**Exercise requirements:**
Return every line of the items below that contains the word "dark".

[Start Data section]

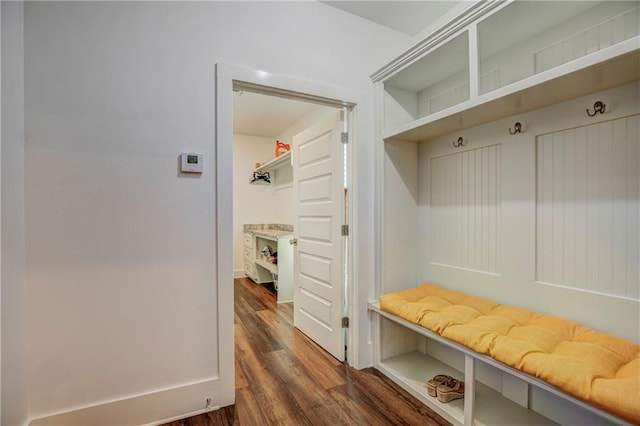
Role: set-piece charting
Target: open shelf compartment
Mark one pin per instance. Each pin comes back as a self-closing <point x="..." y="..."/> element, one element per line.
<point x="526" y="38"/>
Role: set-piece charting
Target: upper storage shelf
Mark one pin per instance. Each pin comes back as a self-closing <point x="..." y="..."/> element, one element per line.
<point x="435" y="82"/>
<point x="529" y="37"/>
<point x="502" y="59"/>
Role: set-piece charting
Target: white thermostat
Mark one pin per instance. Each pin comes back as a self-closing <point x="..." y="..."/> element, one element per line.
<point x="190" y="162"/>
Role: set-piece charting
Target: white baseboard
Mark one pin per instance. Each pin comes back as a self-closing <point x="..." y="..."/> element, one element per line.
<point x="148" y="409"/>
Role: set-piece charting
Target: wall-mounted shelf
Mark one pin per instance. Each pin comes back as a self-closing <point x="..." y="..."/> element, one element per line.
<point x="538" y="58"/>
<point x="279" y="162"/>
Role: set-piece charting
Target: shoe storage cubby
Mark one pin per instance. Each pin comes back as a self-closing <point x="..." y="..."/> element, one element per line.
<point x="494" y="393"/>
<point x="435" y="82"/>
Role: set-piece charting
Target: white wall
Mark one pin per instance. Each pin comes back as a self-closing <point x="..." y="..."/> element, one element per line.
<point x="120" y="248"/>
<point x="14" y="370"/>
<point x="494" y="247"/>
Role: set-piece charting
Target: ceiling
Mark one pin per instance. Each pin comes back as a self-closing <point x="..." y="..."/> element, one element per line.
<point x="261" y="115"/>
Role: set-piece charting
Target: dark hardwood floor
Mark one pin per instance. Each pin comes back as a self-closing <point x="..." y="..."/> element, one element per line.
<point x="284" y="378"/>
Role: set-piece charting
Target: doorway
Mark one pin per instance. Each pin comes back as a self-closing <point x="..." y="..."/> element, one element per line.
<point x="231" y="81"/>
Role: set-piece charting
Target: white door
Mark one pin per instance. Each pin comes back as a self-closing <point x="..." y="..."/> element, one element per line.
<point x="318" y="267"/>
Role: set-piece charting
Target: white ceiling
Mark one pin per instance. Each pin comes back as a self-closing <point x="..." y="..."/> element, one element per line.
<point x="261" y="115"/>
<point x="409" y="17"/>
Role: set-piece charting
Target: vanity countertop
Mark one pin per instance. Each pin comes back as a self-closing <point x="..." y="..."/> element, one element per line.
<point x="269" y="230"/>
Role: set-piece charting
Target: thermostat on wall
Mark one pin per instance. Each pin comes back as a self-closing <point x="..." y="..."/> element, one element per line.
<point x="191" y="163"/>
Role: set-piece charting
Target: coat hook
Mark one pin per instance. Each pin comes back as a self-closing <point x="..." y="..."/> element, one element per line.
<point x="459" y="142"/>
<point x="598" y="107"/>
<point x="517" y="128"/>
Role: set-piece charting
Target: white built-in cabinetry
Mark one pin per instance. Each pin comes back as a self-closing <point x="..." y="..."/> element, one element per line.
<point x="259" y="268"/>
<point x="467" y="84"/>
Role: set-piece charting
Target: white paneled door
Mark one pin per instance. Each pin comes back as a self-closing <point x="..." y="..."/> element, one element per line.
<point x="318" y="272"/>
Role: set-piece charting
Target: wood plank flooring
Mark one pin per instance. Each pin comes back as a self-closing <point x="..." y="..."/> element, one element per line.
<point x="284" y="378"/>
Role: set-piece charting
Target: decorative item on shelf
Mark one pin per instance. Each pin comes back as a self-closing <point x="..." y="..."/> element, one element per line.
<point x="260" y="178"/>
<point x="282" y="148"/>
<point x="517" y="128"/>
<point x="598" y="107"/>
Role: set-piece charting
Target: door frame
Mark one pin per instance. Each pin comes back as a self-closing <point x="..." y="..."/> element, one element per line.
<point x="226" y="76"/>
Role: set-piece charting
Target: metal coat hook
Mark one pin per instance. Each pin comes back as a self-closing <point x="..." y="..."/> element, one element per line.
<point x="517" y="128"/>
<point x="598" y="107"/>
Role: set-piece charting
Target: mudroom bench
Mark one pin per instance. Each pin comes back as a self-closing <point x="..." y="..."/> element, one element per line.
<point x="519" y="367"/>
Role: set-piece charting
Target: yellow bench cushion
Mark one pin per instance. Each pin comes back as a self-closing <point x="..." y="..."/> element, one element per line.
<point x="597" y="368"/>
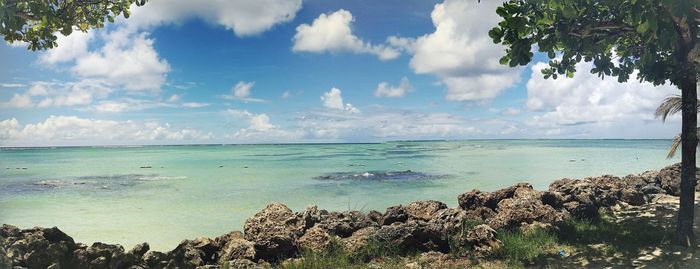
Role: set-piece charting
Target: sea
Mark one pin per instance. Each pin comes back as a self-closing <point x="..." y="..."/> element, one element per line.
<point x="165" y="194"/>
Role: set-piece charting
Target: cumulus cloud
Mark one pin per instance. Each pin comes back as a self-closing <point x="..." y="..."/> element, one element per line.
<point x="388" y="91"/>
<point x="242" y="92"/>
<point x="333" y="99"/>
<point x="243" y="17"/>
<point x="71" y="130"/>
<point x="587" y="104"/>
<point x="12" y="85"/>
<point x="57" y="94"/>
<point x="460" y="53"/>
<point x="333" y="33"/>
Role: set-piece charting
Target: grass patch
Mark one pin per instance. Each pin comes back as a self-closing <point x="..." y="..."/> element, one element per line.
<point x="336" y="257"/>
<point x="518" y="247"/>
<point x="628" y="237"/>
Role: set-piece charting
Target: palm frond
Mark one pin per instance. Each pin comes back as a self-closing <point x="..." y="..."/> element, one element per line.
<point x="669" y="106"/>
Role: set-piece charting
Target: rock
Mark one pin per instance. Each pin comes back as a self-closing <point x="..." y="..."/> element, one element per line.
<point x="154" y="259"/>
<point x="582" y="211"/>
<point x="472" y="199"/>
<point x="652" y="189"/>
<point x="242" y="264"/>
<point x="315" y="239"/>
<point x="234" y="246"/>
<point x="450" y="219"/>
<point x="274" y="232"/>
<point x="343" y="224"/>
<point x="483" y="239"/>
<point x="140" y="249"/>
<point x="526" y="207"/>
<point x="413" y="236"/>
<point x="424" y="210"/>
<point x="553" y="199"/>
<point x="394" y="214"/>
<point x="359" y="239"/>
<point x="632" y="196"/>
<point x="36" y="247"/>
<point x="476" y="199"/>
<point x="311" y="216"/>
<point x="669" y="179"/>
<point x="375" y="216"/>
<point x="194" y="253"/>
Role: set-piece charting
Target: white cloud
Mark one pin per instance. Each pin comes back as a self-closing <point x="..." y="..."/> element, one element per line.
<point x="386" y="90"/>
<point x="511" y="111"/>
<point x="242" y="92"/>
<point x="194" y="105"/>
<point x="19" y="101"/>
<point x="460" y="52"/>
<point x="174" y="98"/>
<point x="57" y="94"/>
<point x="243" y="17"/>
<point x="333" y="33"/>
<point x="334" y="99"/>
<point x="128" y="60"/>
<point x="71" y="130"/>
<point x="242" y="89"/>
<point x="588" y="105"/>
<point x="69" y="48"/>
<point x="12" y="85"/>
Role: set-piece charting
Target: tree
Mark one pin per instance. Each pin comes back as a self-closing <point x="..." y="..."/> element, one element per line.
<point x="37" y="21"/>
<point x="671" y="105"/>
<point x="654" y="40"/>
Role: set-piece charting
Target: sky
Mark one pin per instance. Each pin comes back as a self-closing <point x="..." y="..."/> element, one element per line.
<point x="305" y="71"/>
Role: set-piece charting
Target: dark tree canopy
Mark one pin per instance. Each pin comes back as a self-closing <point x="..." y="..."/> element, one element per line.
<point x="618" y="36"/>
<point x="658" y="39"/>
<point x="38" y="21"/>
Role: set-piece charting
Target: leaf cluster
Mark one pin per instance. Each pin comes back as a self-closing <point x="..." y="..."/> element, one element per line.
<point x="37" y="22"/>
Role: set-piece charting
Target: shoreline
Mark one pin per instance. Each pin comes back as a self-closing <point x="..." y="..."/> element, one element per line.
<point x="277" y="234"/>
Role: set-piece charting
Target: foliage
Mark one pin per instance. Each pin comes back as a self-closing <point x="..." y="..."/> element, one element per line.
<point x="628" y="237"/>
<point x="37" y="22"/>
<point x="654" y="37"/>
<point x="525" y="246"/>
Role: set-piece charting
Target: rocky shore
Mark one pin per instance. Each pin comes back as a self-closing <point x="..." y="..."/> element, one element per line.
<point x="277" y="235"/>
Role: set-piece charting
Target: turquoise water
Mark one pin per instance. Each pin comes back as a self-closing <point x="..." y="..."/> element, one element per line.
<point x="110" y="195"/>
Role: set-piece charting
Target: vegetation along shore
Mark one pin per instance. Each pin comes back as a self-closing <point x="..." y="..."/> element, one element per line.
<point x="604" y="221"/>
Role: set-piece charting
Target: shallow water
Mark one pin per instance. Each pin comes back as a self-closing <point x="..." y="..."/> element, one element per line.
<point x="163" y="194"/>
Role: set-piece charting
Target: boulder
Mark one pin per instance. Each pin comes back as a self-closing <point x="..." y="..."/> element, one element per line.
<point x="632" y="196"/>
<point x="274" y="232"/>
<point x="394" y="214"/>
<point x="483" y="239"/>
<point x="311" y="216"/>
<point x="343" y="224"/>
<point x="525" y="207"/>
<point x="473" y="199"/>
<point x="316" y="239"/>
<point x="450" y="219"/>
<point x="424" y="210"/>
<point x="359" y="239"/>
<point x="234" y="246"/>
<point x="669" y="179"/>
<point x="553" y="199"/>
<point x="413" y="236"/>
<point x="582" y="211"/>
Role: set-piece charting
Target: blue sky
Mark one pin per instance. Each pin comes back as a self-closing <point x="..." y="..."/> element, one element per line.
<point x="285" y="71"/>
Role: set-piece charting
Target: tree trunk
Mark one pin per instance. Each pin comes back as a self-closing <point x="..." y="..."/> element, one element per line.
<point x="689" y="141"/>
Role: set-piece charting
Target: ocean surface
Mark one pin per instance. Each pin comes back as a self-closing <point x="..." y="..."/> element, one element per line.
<point x="164" y="194"/>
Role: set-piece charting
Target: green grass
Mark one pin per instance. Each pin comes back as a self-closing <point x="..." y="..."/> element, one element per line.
<point x="336" y="257"/>
<point x="628" y="237"/>
<point x="525" y="247"/>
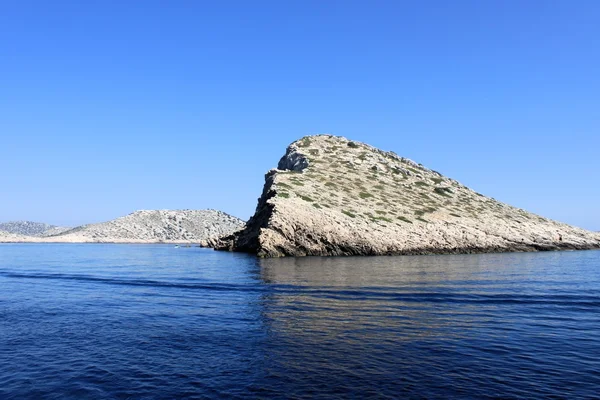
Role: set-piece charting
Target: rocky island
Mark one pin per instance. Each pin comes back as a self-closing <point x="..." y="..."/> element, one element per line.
<point x="144" y="226"/>
<point x="331" y="196"/>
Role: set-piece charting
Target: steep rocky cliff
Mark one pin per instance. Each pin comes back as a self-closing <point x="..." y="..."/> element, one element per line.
<point x="333" y="196"/>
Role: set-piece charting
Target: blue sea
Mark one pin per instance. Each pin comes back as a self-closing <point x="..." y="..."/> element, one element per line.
<point x="95" y="321"/>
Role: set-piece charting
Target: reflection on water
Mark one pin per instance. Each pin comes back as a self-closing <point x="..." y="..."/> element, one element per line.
<point x="440" y="326"/>
<point x="118" y="321"/>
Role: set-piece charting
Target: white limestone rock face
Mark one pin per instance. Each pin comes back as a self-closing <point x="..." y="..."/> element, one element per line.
<point x="29" y="228"/>
<point x="332" y="196"/>
<point x="148" y="226"/>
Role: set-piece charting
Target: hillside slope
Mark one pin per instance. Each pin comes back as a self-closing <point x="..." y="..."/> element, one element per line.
<point x="333" y="196"/>
<point x="195" y="226"/>
<point x="29" y="228"/>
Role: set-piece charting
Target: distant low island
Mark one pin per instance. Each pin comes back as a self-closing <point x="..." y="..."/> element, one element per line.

[End Data section]

**Task answer:**
Target: dark hardwood floor
Target: dark tree canopy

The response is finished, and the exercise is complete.